• **PROBLEM**:
Return every line of the material word for word, from the line containing "back in the photo above." through the last line of the material.

■ ■ ■ ■ ■

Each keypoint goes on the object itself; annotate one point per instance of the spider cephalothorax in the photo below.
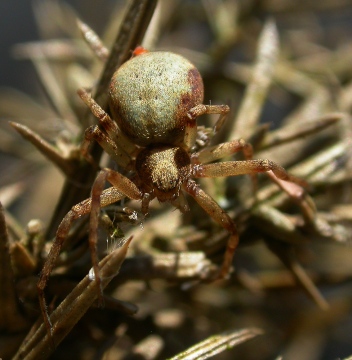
(162, 170)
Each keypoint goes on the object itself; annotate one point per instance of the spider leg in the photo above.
(202, 109)
(93, 41)
(219, 215)
(107, 123)
(246, 167)
(191, 127)
(122, 187)
(212, 153)
(120, 156)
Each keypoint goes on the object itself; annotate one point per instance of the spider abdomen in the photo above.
(151, 94)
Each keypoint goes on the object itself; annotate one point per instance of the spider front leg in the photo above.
(191, 127)
(219, 215)
(122, 187)
(108, 124)
(246, 167)
(212, 153)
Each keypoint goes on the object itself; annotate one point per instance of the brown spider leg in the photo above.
(108, 197)
(220, 216)
(107, 123)
(128, 188)
(110, 147)
(246, 167)
(202, 109)
(212, 153)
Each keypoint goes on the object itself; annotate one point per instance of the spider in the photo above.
(155, 100)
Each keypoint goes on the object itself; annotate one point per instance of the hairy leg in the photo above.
(246, 167)
(221, 217)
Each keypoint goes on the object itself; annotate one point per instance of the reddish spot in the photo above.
(139, 50)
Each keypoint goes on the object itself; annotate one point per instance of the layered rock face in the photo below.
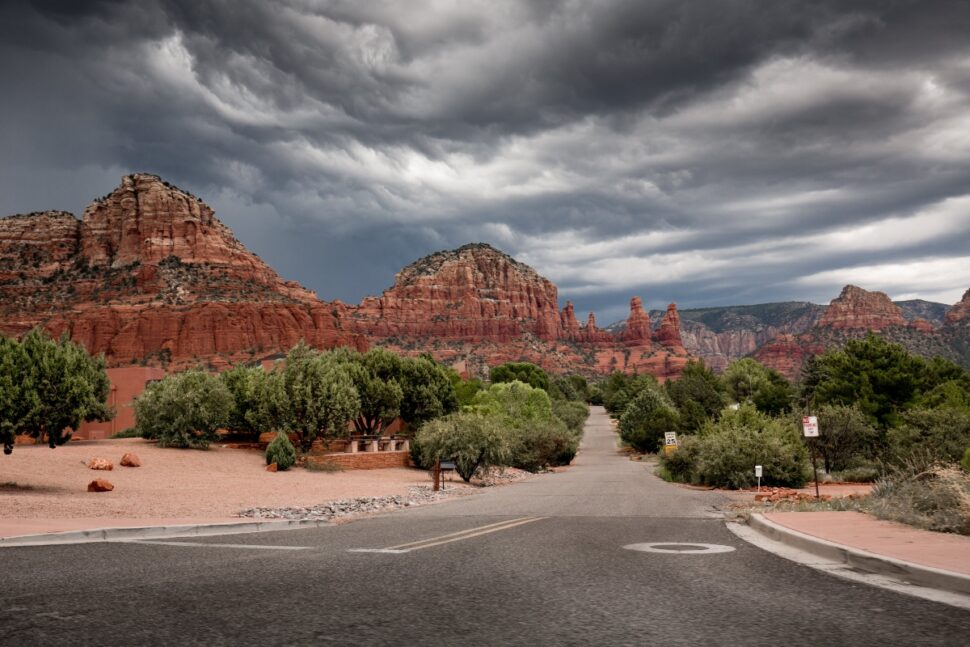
(472, 293)
(852, 315)
(959, 314)
(150, 274)
(858, 309)
(475, 307)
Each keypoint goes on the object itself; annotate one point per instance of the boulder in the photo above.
(100, 485)
(100, 464)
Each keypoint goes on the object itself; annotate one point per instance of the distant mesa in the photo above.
(150, 276)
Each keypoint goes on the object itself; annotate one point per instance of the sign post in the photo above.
(810, 429)
(670, 442)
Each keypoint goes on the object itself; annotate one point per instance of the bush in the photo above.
(474, 442)
(542, 444)
(646, 418)
(281, 451)
(573, 414)
(846, 437)
(183, 410)
(725, 453)
(941, 434)
(937, 498)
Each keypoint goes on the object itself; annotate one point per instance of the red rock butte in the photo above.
(150, 276)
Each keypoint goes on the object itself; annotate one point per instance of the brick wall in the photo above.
(364, 460)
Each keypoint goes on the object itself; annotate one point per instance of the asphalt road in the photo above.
(538, 563)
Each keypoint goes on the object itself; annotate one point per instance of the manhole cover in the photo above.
(683, 549)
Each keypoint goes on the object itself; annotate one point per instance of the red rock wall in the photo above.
(364, 460)
(858, 309)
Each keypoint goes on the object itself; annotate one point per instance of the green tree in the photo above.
(474, 442)
(878, 377)
(243, 383)
(319, 397)
(70, 387)
(743, 379)
(427, 390)
(281, 451)
(522, 372)
(184, 410)
(645, 420)
(376, 375)
(17, 395)
(846, 437)
(619, 389)
(697, 394)
(517, 403)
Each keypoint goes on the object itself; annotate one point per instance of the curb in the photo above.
(863, 560)
(157, 532)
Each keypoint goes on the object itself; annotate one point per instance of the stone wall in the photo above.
(364, 460)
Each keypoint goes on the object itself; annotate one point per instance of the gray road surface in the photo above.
(538, 563)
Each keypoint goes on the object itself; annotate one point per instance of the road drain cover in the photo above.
(682, 549)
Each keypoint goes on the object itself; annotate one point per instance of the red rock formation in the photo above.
(637, 330)
(151, 273)
(858, 309)
(100, 485)
(922, 325)
(959, 314)
(668, 334)
(472, 293)
(593, 335)
(787, 353)
(570, 327)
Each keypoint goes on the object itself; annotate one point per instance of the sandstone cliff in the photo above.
(858, 309)
(151, 275)
(852, 315)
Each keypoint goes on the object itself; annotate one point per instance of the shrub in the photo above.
(281, 451)
(183, 410)
(942, 434)
(725, 453)
(846, 437)
(646, 418)
(542, 444)
(937, 498)
(573, 414)
(474, 442)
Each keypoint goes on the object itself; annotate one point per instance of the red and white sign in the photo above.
(810, 426)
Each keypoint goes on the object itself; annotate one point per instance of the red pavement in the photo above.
(887, 538)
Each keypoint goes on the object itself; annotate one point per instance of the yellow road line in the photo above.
(455, 534)
(486, 531)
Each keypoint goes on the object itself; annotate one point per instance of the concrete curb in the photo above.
(157, 532)
(863, 560)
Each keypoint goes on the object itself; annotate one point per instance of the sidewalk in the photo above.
(929, 559)
(43, 532)
(888, 538)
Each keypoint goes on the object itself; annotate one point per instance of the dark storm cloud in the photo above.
(703, 152)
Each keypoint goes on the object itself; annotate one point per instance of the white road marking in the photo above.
(207, 545)
(450, 537)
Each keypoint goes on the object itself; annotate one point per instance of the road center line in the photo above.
(460, 532)
(206, 545)
(450, 537)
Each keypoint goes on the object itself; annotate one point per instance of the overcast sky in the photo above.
(708, 153)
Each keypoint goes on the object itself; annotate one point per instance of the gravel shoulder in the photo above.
(40, 483)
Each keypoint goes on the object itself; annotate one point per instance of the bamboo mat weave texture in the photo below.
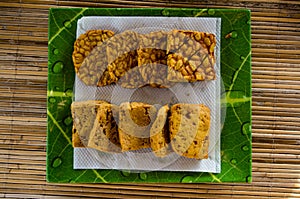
(276, 104)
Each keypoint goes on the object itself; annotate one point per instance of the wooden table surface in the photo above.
(276, 104)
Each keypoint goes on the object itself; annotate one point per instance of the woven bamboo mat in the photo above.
(276, 104)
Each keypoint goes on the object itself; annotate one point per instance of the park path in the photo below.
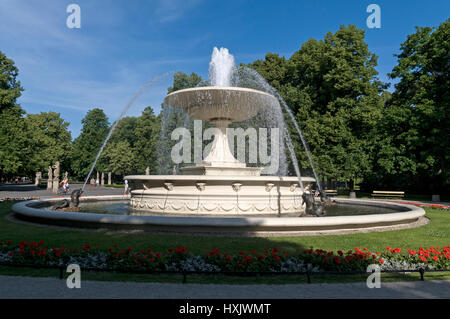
(50, 288)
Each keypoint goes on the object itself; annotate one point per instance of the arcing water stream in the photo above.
(130, 103)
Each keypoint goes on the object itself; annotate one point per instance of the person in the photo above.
(125, 191)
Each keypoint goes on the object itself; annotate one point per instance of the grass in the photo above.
(435, 233)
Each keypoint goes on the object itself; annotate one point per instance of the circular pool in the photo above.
(113, 213)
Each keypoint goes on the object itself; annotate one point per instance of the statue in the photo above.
(38, 179)
(50, 178)
(56, 177)
(312, 206)
(75, 197)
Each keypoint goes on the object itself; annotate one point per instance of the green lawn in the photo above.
(436, 233)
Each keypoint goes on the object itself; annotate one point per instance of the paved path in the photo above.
(28, 190)
(30, 287)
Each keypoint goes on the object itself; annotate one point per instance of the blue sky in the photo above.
(123, 44)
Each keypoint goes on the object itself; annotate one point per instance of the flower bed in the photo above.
(180, 259)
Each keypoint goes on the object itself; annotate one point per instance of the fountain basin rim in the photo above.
(245, 178)
(220, 88)
(241, 224)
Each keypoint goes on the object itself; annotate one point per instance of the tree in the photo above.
(332, 88)
(49, 141)
(13, 143)
(88, 143)
(416, 148)
(172, 118)
(10, 89)
(120, 157)
(147, 133)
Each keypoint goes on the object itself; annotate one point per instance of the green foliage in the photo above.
(415, 148)
(184, 81)
(13, 148)
(332, 88)
(147, 134)
(48, 140)
(10, 89)
(120, 158)
(13, 141)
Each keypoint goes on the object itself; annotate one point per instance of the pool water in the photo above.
(123, 208)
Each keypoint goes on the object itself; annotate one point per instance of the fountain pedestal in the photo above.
(220, 184)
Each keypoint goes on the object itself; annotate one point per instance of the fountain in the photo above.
(221, 195)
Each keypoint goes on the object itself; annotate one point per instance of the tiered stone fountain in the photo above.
(220, 195)
(220, 184)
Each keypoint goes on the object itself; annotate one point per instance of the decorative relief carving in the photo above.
(200, 186)
(269, 186)
(236, 187)
(168, 186)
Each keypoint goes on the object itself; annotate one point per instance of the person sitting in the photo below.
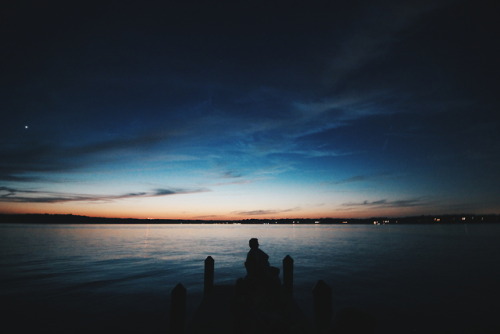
(259, 271)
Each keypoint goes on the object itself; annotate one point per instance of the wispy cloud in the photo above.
(362, 178)
(8, 194)
(19, 163)
(384, 203)
(263, 212)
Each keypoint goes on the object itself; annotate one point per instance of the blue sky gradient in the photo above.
(235, 110)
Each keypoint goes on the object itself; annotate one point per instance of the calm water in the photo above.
(110, 278)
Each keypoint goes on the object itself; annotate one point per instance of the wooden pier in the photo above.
(237, 309)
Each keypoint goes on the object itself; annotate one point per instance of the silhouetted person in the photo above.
(259, 272)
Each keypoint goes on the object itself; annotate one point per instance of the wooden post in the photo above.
(288, 274)
(178, 309)
(209, 275)
(322, 296)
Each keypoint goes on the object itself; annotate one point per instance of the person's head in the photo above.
(253, 243)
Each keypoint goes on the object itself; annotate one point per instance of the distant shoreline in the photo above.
(76, 219)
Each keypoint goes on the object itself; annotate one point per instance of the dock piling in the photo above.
(288, 274)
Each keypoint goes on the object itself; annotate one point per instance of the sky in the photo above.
(249, 109)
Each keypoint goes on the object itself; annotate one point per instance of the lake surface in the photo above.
(118, 278)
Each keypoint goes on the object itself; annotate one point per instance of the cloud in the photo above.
(362, 178)
(374, 33)
(263, 212)
(384, 203)
(18, 161)
(8, 194)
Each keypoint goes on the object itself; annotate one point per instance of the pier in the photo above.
(242, 309)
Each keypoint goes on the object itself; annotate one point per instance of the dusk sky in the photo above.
(236, 110)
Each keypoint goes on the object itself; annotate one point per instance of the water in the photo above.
(118, 278)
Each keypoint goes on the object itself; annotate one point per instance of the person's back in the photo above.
(257, 263)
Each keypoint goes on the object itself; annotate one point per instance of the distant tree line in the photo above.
(76, 219)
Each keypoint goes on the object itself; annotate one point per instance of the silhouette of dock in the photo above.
(238, 309)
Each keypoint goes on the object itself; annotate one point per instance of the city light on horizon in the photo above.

■ ■ ■ ■ ■

• **RESULT**:
Each keypoint goes on the object itself; annotate one point per instance of the person's back in the photo above.
(257, 263)
Each keypoint goes on the object itself; annotate one point per instance of the distant tree line in the photo above.
(76, 219)
Each keypoint goes on the object itself; annotate one point per instance of the silhouette of dock in the photo above.
(238, 309)
Each keypoint goes on the object itself; annotate one point per instance of the city light on horizon in the photo above.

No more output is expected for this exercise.